(Saved entries)
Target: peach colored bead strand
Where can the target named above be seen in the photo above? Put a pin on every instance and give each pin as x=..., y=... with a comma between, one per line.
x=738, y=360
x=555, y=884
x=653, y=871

### [Task statement]
Copy out every line of the data above, exactly as given.

### [Result]
Target: peach colored bead strand
Where can the target named above be seen in the photo above? Put a pin on every instance and give each pin as x=..., y=... with a comma between, one per line.
x=738, y=360
x=555, y=884
x=653, y=871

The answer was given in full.